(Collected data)
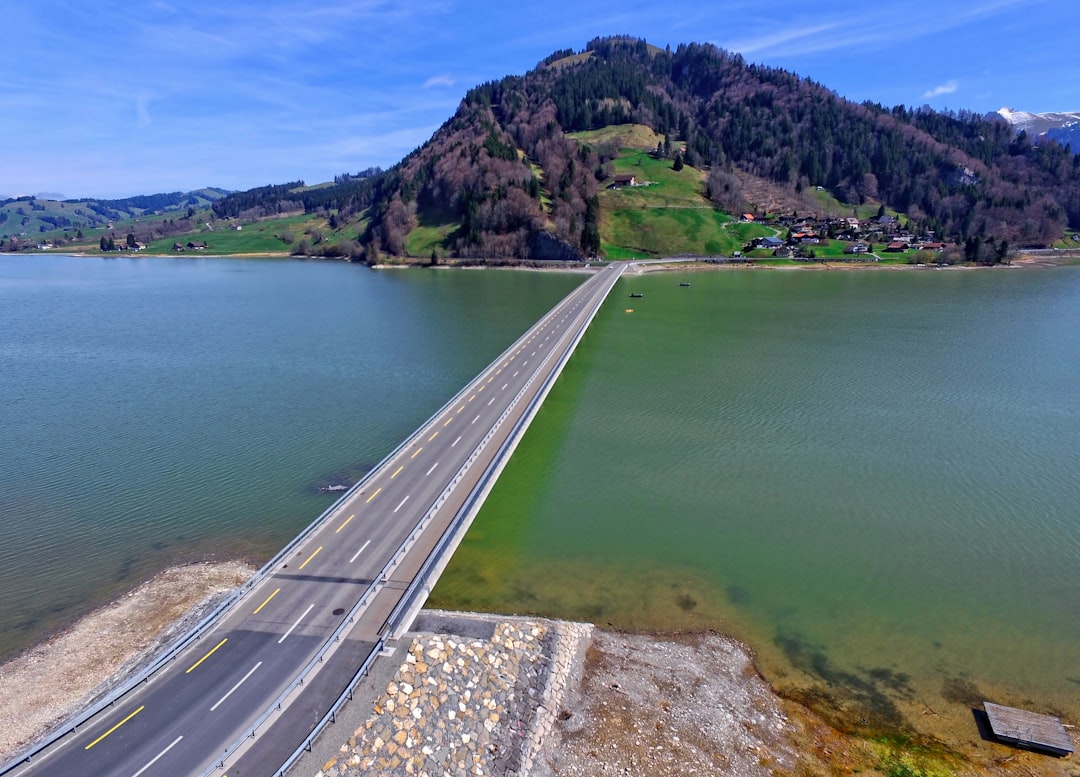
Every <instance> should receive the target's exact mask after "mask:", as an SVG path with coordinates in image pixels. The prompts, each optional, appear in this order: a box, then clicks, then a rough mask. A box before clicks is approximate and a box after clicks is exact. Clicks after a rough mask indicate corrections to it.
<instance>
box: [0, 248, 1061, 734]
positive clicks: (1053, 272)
mask: <svg viewBox="0 0 1080 777" xmlns="http://www.w3.org/2000/svg"><path fill="white" fill-rule="evenodd" d="M580 280H581V277H580V276H572V274H562V273H539V272H521V271H488V270H483V271H481V270H477V271H445V270H387V271H374V270H369V269H367V268H365V267H361V266H353V265H347V264H339V263H308V262H297V260H270V259H266V260H262V259H213V258H200V259H190V258H185V259H180V258H152V259H148V258H134V259H127V258H122V259H106V258H102V259H98V258H71V257H58V256H35V257H26V256H0V364H2V365H3V370H2V373H0V431H2V439H3V444H2V445H0V514H2V515H3V520H4V526H5V536H6V539H8V541H6V542H4V545H3V546H2V547H0V634H2V638H0V639H2V642H0V652H2V653H5V654H10V653H12V652H13V651H17V649H19V648H22V647H25V646H26V645H28V644H32V643H33V642H36V641H38V640H40V639H41V638H42V637H43V635H44V634H46V633H49V631H50V630H52V629H54V628H57V627H58V626H62V625H64V624H65V622H68V621H69V620H70V619H71V618H73V617H76V616H78V615H80V614H82V613H84V612H86V609H87V608H90V607H92V606H95V605H96V604H99V603H102V602H104V601H107V600H108V599H109V598H111V597H113V595H116V594H117V592H119V591H122V590H125V589H126V588H130V587H132V586H133V585H134V584H135V582H136V581H138V580H140V579H144V578H146V577H147V576H149V575H151V574H153V572H156V571H157V570H160V568H162V567H164V566H166V565H170V564H174V563H177V562H179V561H184V560H188V559H200V558H206V557H224V555H243V557H245V558H249V559H253V560H255V561H261V560H265V559H267V558H269V557H270V555H272V554H273V552H275V551H276V550H278V548H280V547H281V546H282V545H284V544H285V542H286V541H287V540H288V539H289V538H291V537H292V536H293V535H294V534H295V533H296V532H297V531H299V530H300V528H301V527H303V526H305V525H307V523H308V522H309V521H310V520H311V519H313V518H314V517H315V515H318V514H319V513H320V512H321V511H322V510H323V509H324V508H325V507H326V506H327V505H328V504H329V503H330V501H332V497H329V496H327V495H325V494H321V493H319V491H318V486H319V485H327V484H332V483H336V482H342V481H343V482H351V481H352V480H355V479H356V478H359V477H360V475H361V474H363V472H365V471H366V470H367V469H369V468H370V467H373V466H374V465H375V464H377V463H378V461H379V460H380V459H381V458H382V457H383V456H384V455H386V454H387V453H389V452H390V451H391V450H392V448H393V447H394V446H395V445H396V444H397V443H399V442H400V441H401V440H402V439H404V438H405V437H406V436H407V434H408V433H409V432H410V431H413V430H414V429H415V428H416V427H417V426H419V425H420V423H422V421H423V420H424V419H426V418H427V417H429V416H430V415H431V414H432V413H434V412H435V411H436V410H437V408H438V407H440V406H441V405H442V404H443V403H444V402H445V401H446V400H447V399H449V398H450V396H453V393H454V392H455V391H456V390H457V389H458V388H460V386H462V385H463V384H464V383H465V381H467V380H468V379H469V378H470V377H472V376H473V375H475V374H476V373H477V372H480V371H481V370H482V369H483V366H484V365H486V364H487V363H488V362H489V361H490V360H491V359H494V358H495V357H496V356H497V354H498V353H499V352H500V351H501V350H502V349H503V348H504V347H505V346H508V345H509V344H510V343H511V341H512V340H513V339H514V338H515V337H516V336H517V335H518V334H521V333H522V332H523V331H525V329H527V327H528V325H530V324H531V323H532V322H534V321H535V320H536V319H537V318H539V316H540V314H541V313H542V312H543V311H545V310H546V309H548V308H550V307H551V306H552V305H553V304H554V303H555V302H556V300H557V299H559V298H562V296H564V295H565V294H566V293H567V292H568V291H569V290H570V289H571V287H573V286H575V285H576V284H577V283H579V282H580ZM680 282H684V283H690V285H689V286H680V285H679V283H680ZM632 292H633V293H640V294H643V296H642V297H640V298H634V299H630V298H629V294H630V293H632ZM627 308H633V312H626V309H627ZM1077 386H1080V268H1056V269H1026V270H1020V269H1013V270H1007V269H1002V270H993V271H935V270H929V269H928V270H924V271H852V272H843V271H743V270H735V271H721V272H699V273H684V274H666V273H658V274H651V276H645V277H632V276H629V277H626V278H624V279H623V280H622V281H620V283H619V284H618V285H617V287H616V291H615V292H613V293H612V296H611V297H610V298H609V300H608V303H607V304H606V305H605V307H604V309H603V310H602V311H600V313H599V314H598V316H597V318H596V320H595V322H594V324H593V326H592V327H591V330H590V332H589V333H588V335H586V336H585V338H584V340H583V341H582V344H581V346H580V347H579V349H578V352H577V353H576V356H575V358H573V359H572V360H571V362H570V364H569V365H568V366H567V369H566V371H565V372H564V374H563V377H562V378H561V379H559V383H558V384H557V385H556V387H555V389H554V390H553V392H552V393H551V396H550V397H549V399H548V401H546V403H545V404H544V407H543V410H542V411H541V413H540V415H539V416H538V418H537V420H536V421H535V423H534V425H532V427H531V428H530V430H529V432H528V434H527V437H526V439H525V441H524V442H523V444H522V445H521V446H519V447H518V450H517V452H516V453H515V456H514V459H513V460H512V461H511V463H510V466H509V467H508V468H507V470H505V472H504V473H503V475H502V478H501V480H500V482H499V484H498V485H497V487H496V488H495V491H494V493H492V494H491V496H490V497H489V499H488V501H487V504H486V506H485V507H484V509H483V511H482V512H481V514H480V517H478V518H477V521H476V523H475V524H474V525H473V527H472V530H471V531H470V534H469V536H468V537H467V539H465V541H464V542H463V545H462V546H461V548H460V549H459V551H458V553H457V555H456V557H455V560H454V562H453V563H451V565H450V566H449V568H448V570H447V573H446V575H445V576H444V578H443V580H442V581H441V582H440V585H438V587H437V588H436V591H435V593H434V598H433V601H434V602H435V603H437V604H442V605H446V606H454V607H474V608H478V609H494V611H501V612H517V613H522V612H529V613H542V614H545V615H552V616H557V617H565V618H584V619H589V620H592V621H594V622H596V624H598V625H599V626H611V627H615V628H625V629H646V630H653V629H656V630H681V629H719V630H723V631H726V632H730V633H733V634H735V635H737V637H740V638H741V639H743V640H745V641H747V642H748V643H750V644H751V645H752V646H753V647H754V649H755V652H756V654H757V656H758V662H759V666H760V667H761V669H762V671H764V672H765V673H766V675H767V676H768V679H769V680H770V681H771V682H772V683H773V684H774V685H775V686H777V687H779V688H781V689H782V691H784V692H785V693H788V694H792V695H794V696H796V697H797V698H801V699H804V700H807V701H809V702H811V704H813V705H814V706H815V707H816V708H818V709H820V710H822V711H825V712H827V713H829V714H831V715H832V716H833V719H834V720H835V721H836V722H838V723H839V724H841V725H845V726H846V727H848V728H853V729H859V731H866V732H875V731H879V729H891V728H894V727H897V726H901V727H916V728H918V727H920V726H921V727H926V726H928V725H931V724H932V726H931V727H933V728H935V731H945V732H946V734H949V733H951V734H955V735H956V736H959V737H962V736H969V737H970V726H971V716H970V712H969V711H968V710H969V709H970V707H971V706H973V705H977V704H978V702H980V701H981V700H982V698H983V697H985V698H987V699H990V700H996V701H1000V702H1003V704H1016V705H1024V704H1025V702H1027V706H1031V705H1035V706H1036V707H1037V708H1039V709H1043V710H1045V709H1054V710H1058V711H1061V713H1063V714H1067V715H1068V716H1069V718H1071V719H1072V720H1076V719H1078V718H1080V702H1078V698H1080V671H1078V669H1077V667H1080V576H1078V575H1077V570H1078V568H1080V481H1078V479H1077V477H1076V471H1077V464H1078V456H1077V451H1080V393H1078V392H1077ZM927 710H931V711H932V712H933V713H934V714H933V715H930V714H929V713H928V712H927Z"/></svg>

- _Work instructions_
Return only the lines running from the start of the entries above to the line that contains "box: [0, 248, 1061, 734]", inclusive, and omit every picture.

- _Response_
Every <instance> should receive the target's exact mask after "mask:", as an SVG path with coordinates in image pixels. The prompts, each optional, appear in this order: a box, then clicks, then a rough mask. A box before clicks is approximate and a box after clicks is exact. Clicks after a rough mask indicate corrections to it.
<instance>
box: [0, 248, 1061, 734]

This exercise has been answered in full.